Text shown —
= Beginning of Section =
Xu et al. Foxo1 inhibits diabetic mucosal wound healing but enhances healing of normoglycemic wounds. Diabetes 2015;64:243–256

Photomicrographs of mucosal wounds. Keratinocyte-specific Foxo1 deletion impairs mucosal healing in normoglycemic mice, whereas it accelerates healing in diabetic mice.

Photomicrographs of mucosal wounds. Keratinocyte-specific Foxo1 deletion impairs mucosal healing in normoglycemic mice, whereas it accelerates healing in diabetic mice.

Although current evidence suggests a link between diabetes and impaired cognitive function, the mechanisms supporting this association are not well understood. New research by Korol et al. (p. 79) in this issue of Diabetes supports the hypothesis that incretins may be involved in this link. Incretins are gastrointestinal hormones that reduce blood glucose levels. This process not only regulates metabolic homeostasis, but it also affects higher brain functions including cognition. The new research describes contrasting effects of two incretins—glucagon-like peptide 1 (GLP-1) and exendin-4, a mimetic—on pyramidal neurons in the hippocampus, a center for memory formation. To understand the potential role of incretins on hippocampal function, the investigators focused on the activity of GABA (γ-aminobutyric acid), a major inhibitory neurotransmitter in the central nervous system. GABA-activated whole-cell currents were recorded for pyramidal neurons in hippocampal slices from young rats. Both synaptic currents (characterized by spontaneous, or phasic, activation) and tonic currents (characterized by persistent activation) were evaluated. Low concentrations of GLP-1 (0.01–1 nmol) produced a dose-dependent, transient increase in both synaptic and tonic currents with the greatest increase in amplitude and frequency of the synaptic currents occurring at 0.01 nmol GLP-1. The coupling of GLP-1 treatment with tetrodotoxin, a voltage-gated sodium channel blocker, enhanced tonic, but not synaptic, currents, suggesting that GABA activation by GLP-1 is a spatially distinct process for the two currents. Exendin-4, a GLP-1 agonist, has attracted attention as a potential neuroprotective agent in models of Alzheimer, Parkinson, and Huntington diseases. In the newly published work, exendin-4 at concentrations of 10, 50, and 100 nmol produced results very similar to those observed with GLP-1, including transient increases in average synaptic current frequency. These intriguing findings suggest that further study of the relationship between metabolic hormones and hippocampal function may elucidate whether treatment with GLP-1 or a mimetic might help alleviate cognitive dysfunction. — Wendy Chou, PhD

Korol et al. GLP-1 and exendin-4 transiently enhance GABAA receptor–mediated synaptic and tonic currents in rat hippocampal CA3 pyramidal neurons. Diabetes 2015;64:79–89

A cartoon illustrating GABA signaling in hippocampal neurons.
= End of Section =
What is needed —
Condense the paragraph of the research summary above that begins "Although current evidence suggests" into a short bulleted list of its main facts and findings.

Provided data —
= Beginning of Section =
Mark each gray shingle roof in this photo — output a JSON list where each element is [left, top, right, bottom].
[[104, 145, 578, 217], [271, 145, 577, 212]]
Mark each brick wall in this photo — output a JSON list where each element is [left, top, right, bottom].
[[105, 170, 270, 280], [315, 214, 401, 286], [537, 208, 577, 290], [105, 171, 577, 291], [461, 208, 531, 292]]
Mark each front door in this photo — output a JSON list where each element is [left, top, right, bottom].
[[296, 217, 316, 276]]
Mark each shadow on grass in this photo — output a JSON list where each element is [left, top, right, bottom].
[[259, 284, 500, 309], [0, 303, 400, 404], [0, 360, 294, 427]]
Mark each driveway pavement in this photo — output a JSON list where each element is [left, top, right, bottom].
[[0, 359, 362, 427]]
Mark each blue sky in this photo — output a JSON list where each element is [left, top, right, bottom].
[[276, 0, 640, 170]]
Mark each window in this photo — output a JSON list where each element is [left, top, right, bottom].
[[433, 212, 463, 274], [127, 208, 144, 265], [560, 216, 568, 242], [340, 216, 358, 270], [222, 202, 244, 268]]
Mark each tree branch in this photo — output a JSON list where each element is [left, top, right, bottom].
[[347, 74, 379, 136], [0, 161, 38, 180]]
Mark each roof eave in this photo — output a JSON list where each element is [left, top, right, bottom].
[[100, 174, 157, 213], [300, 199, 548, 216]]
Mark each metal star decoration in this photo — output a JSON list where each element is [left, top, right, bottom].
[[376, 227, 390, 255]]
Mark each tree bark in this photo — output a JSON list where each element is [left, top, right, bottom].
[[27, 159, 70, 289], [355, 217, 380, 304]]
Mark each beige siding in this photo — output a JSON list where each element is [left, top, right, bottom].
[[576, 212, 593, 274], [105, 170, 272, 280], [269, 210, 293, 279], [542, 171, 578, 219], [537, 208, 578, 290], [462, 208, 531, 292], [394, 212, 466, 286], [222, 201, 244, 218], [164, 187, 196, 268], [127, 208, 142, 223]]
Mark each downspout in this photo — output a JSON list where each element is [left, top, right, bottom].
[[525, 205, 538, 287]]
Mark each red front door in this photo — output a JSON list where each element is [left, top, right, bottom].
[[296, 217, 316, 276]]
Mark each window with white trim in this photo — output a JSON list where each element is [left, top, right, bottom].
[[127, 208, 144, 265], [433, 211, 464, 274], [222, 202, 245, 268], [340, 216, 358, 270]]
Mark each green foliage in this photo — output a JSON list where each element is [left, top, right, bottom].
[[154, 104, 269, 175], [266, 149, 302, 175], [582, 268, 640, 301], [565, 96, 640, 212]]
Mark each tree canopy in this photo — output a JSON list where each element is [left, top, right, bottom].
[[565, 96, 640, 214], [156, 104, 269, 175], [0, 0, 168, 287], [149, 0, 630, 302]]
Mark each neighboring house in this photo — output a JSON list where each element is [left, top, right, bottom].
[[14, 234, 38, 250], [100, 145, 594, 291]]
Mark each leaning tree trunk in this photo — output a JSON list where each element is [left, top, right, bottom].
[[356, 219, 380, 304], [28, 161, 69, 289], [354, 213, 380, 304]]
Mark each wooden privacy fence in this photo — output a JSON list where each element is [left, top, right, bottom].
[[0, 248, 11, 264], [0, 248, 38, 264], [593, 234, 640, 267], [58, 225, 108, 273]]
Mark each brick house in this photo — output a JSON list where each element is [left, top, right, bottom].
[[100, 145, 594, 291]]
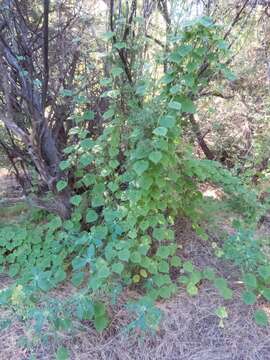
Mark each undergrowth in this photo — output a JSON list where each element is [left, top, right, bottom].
[[0, 18, 270, 358]]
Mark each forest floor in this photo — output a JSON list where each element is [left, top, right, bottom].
[[0, 174, 270, 360]]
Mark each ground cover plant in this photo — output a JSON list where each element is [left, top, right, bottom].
[[0, 0, 270, 359]]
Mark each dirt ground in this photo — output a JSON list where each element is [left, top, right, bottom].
[[0, 218, 270, 360]]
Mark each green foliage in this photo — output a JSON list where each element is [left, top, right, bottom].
[[0, 14, 270, 344]]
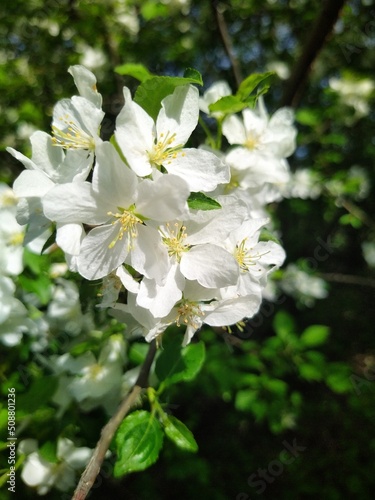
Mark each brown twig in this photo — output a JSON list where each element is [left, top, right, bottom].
[[281, 0, 345, 107], [211, 0, 243, 88], [72, 340, 156, 500]]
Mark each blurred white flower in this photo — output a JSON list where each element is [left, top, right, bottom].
[[18, 438, 93, 495], [329, 76, 375, 119]]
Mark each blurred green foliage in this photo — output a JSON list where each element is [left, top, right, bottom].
[[0, 0, 375, 500]]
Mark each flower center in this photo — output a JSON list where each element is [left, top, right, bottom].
[[52, 115, 95, 151], [234, 238, 269, 272], [107, 205, 142, 248], [159, 222, 190, 262], [176, 301, 204, 330], [148, 131, 185, 166]]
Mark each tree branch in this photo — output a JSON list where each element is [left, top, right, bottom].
[[281, 0, 345, 107], [72, 340, 156, 500], [211, 0, 243, 88]]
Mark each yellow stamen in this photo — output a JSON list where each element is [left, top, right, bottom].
[[176, 301, 204, 330], [159, 222, 190, 262], [107, 208, 142, 249], [234, 238, 269, 272], [148, 132, 185, 166], [52, 116, 95, 151]]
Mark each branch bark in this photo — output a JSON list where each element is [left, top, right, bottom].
[[72, 340, 156, 500], [211, 0, 243, 88], [281, 0, 345, 107]]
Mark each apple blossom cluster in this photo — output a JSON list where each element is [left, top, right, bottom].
[[8, 66, 296, 345]]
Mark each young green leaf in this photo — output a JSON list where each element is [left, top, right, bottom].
[[300, 325, 329, 347], [155, 337, 205, 388], [187, 193, 221, 210], [114, 410, 163, 478], [236, 71, 275, 101], [115, 63, 154, 82], [163, 415, 198, 453], [134, 69, 202, 120]]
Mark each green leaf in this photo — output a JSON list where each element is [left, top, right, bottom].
[[208, 95, 248, 114], [141, 0, 170, 21], [184, 68, 203, 85], [115, 63, 154, 82], [39, 441, 58, 464], [300, 325, 329, 347], [298, 363, 323, 381], [163, 415, 198, 453], [273, 311, 296, 340], [324, 363, 353, 394], [234, 389, 259, 411], [114, 410, 163, 478], [188, 193, 221, 210], [236, 71, 275, 101], [134, 69, 202, 120], [155, 337, 205, 390]]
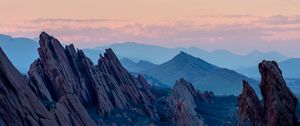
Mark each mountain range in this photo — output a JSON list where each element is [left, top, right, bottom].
[[237, 58, 300, 79], [141, 52, 258, 95], [0, 35, 289, 72], [94, 42, 289, 70]]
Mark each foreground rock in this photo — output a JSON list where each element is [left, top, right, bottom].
[[259, 61, 298, 126], [238, 80, 265, 126], [0, 32, 158, 126], [239, 61, 298, 126], [0, 46, 96, 126]]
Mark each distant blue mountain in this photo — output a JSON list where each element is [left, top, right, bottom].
[[0, 34, 39, 73], [142, 52, 258, 95], [120, 58, 156, 72], [237, 58, 300, 79], [95, 42, 289, 69]]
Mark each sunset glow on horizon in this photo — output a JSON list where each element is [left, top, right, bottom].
[[0, 0, 300, 57]]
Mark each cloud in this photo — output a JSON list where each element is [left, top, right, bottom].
[[263, 15, 300, 25], [31, 18, 125, 23], [0, 15, 300, 56]]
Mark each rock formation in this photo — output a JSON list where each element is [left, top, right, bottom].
[[238, 61, 298, 126], [0, 46, 96, 126], [0, 32, 158, 126], [259, 61, 298, 126]]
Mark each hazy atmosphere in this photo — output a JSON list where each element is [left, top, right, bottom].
[[0, 0, 300, 57]]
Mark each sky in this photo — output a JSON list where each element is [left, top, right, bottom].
[[0, 0, 300, 57]]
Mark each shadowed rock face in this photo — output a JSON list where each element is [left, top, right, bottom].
[[238, 80, 265, 126], [0, 32, 158, 126], [0, 46, 96, 126], [169, 79, 213, 126], [239, 61, 298, 126], [259, 61, 297, 126]]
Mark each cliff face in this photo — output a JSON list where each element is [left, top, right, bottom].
[[259, 61, 298, 126], [0, 46, 95, 126], [0, 32, 158, 126], [239, 61, 298, 126], [238, 80, 265, 126]]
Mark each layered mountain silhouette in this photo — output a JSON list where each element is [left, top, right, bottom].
[[0, 35, 288, 73], [0, 32, 298, 126], [237, 58, 300, 79], [142, 52, 258, 95], [0, 32, 239, 126], [120, 58, 157, 72], [95, 42, 288, 70]]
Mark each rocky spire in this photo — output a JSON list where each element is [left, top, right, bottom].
[[238, 61, 298, 126], [238, 80, 265, 126], [0, 46, 96, 126], [259, 61, 298, 126]]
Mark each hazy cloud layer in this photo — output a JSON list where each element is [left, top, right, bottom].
[[0, 15, 300, 57]]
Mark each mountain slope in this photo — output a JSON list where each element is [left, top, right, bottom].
[[143, 52, 257, 95], [0, 35, 39, 73], [120, 58, 156, 72], [237, 58, 300, 79]]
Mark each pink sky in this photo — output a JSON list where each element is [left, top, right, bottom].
[[0, 0, 300, 57]]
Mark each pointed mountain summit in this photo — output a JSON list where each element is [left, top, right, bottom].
[[143, 51, 257, 95]]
= End of Section =
Finished exercise —
- Diabetes has been linked to impaired cognitive function, but the mechanisms are not well understood. New research by Korol et al. (p. 79) supports the hypothesis that incretins may be involved.
- Incretins are gastrointestinal hormones that reduce blood glucose levels. They also affect higher brain functions, including cognition.
- The study examined GLP-1 and its mimetic exendin-4 acting on pyramidal neurons in the hippocampus, a center for memory formation. It focused on GABA, a major inhibitory neurotransmitter.
- The researchers recorded GABA-activated whole-cell currents in hippocampal slices from young rats. They measured both synaptic (phasic) and tonic (persistent) currents.
- Low concentrations of GLP-1 (0.01–1 nmol) produced a dose-dependent, transient increase in both types of current. The largest rise in synaptic current amplitude and frequency came at 0.01 nmol.
- GLP-1 combined with tetrodotoxin, a voltage-gated sodium channel blocker, enhanced tonic but not synaptic currents. This suggests that GABA activation by GLP-1 is a spatially distinct process for the two currents.
- Exendin-4 is a GLP-1 agonist studied as a potential neuroprotective agent in models of Alzheimer, Parkinson, and Huntington diseases. At 10, 50, and 100 nmol it produced very similar results to GLP-1, including transient increases in average synaptic current frequency.
- Further study may clarify whether GLP-1 or a mimetic could help alleviate cognitive dysfunction.